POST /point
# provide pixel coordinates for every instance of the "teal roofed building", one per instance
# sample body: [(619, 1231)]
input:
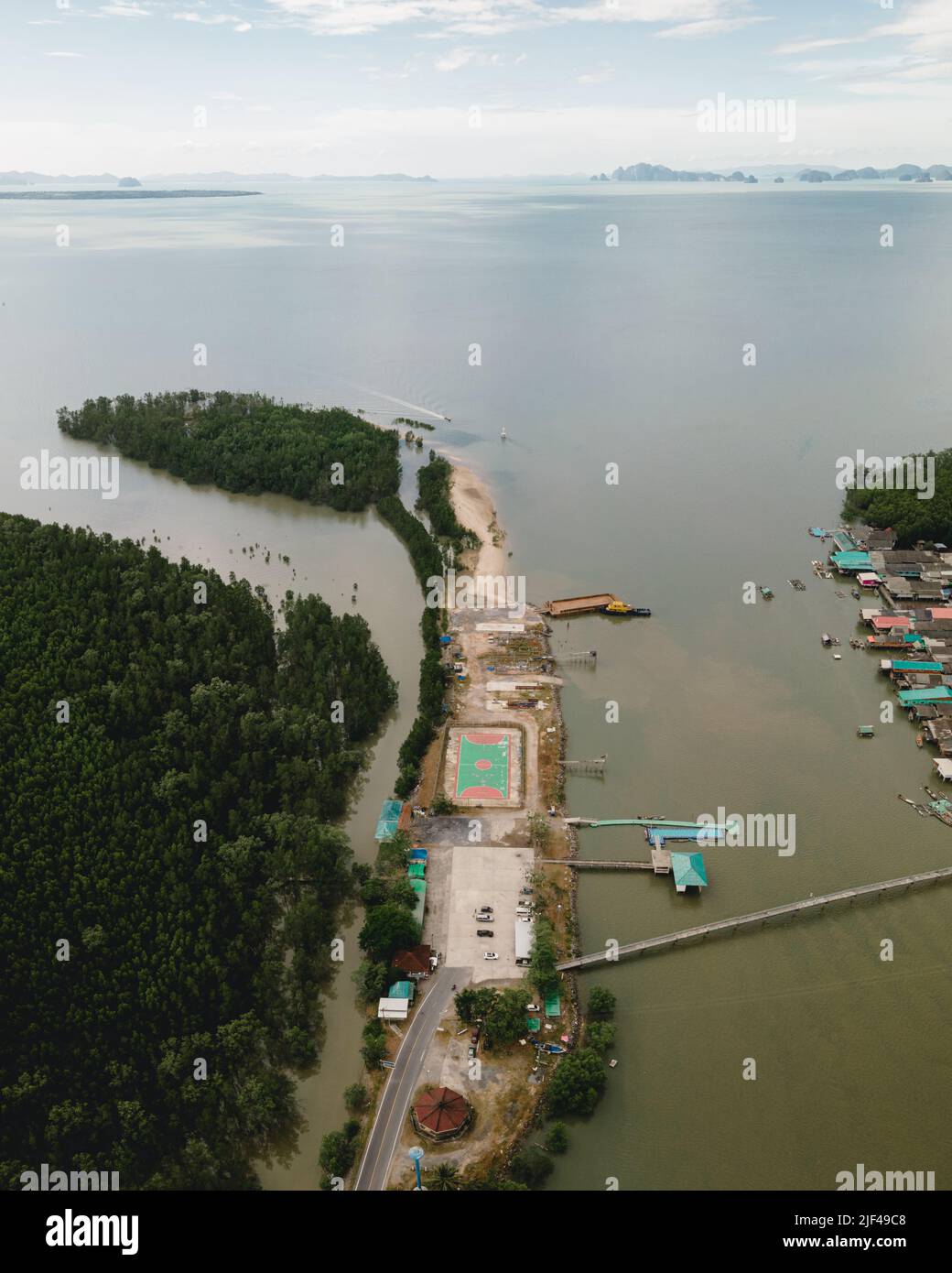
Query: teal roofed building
[(688, 871), (850, 561), (937, 694)]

━━━━━━━━━━━━━━━━

Copy every line of the material above, leaving out only the pictures. Increase each coordinate of the points found by 99, and keep the sample coordinates unchanged.

POST /point
# provide pixel coordinates for every instance of the "teal roofed building", one per instance
# sample body: [(619, 1231)]
input:
Query: teal roofed building
[(787, 970), (949, 660), (1036, 793)]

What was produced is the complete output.